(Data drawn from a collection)
== == ==
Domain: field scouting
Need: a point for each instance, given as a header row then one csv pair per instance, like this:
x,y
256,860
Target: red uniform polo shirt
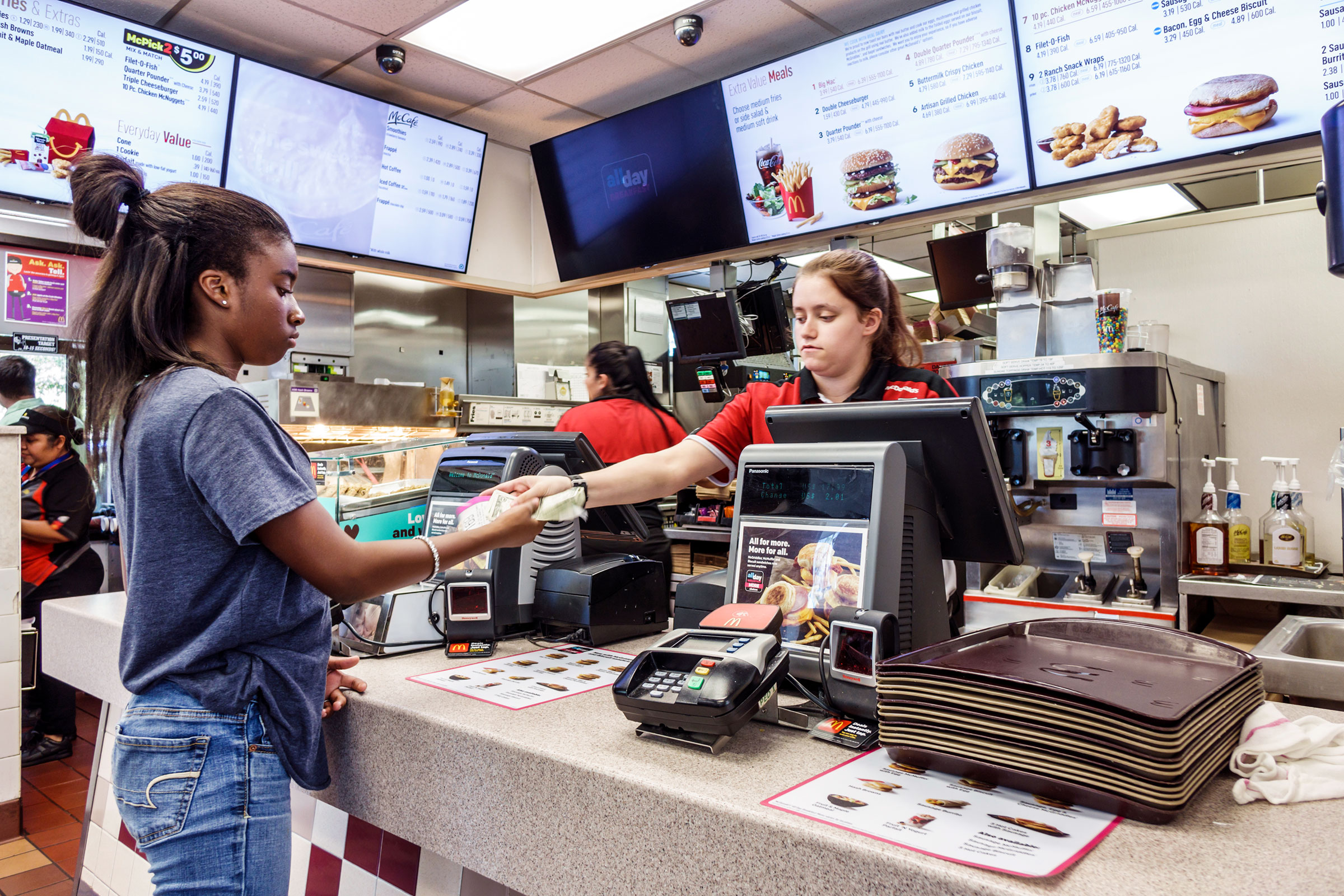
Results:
x,y
622,428
741,422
== == ==
The request - Lay out the lines above as a JSON list of strings, one string per line, omitting blank lines and leaving the pictures out.

Result of this exercise -
[
  "Domain: field scouting",
  "Need: a point for each instance, given as a header row then one csv pair per instance, like this:",
  "x,y",
  "256,860",
  "Target: red uniform polo shirt",
  "Results:",
  "x,y",
  "622,428",
  "741,422"
]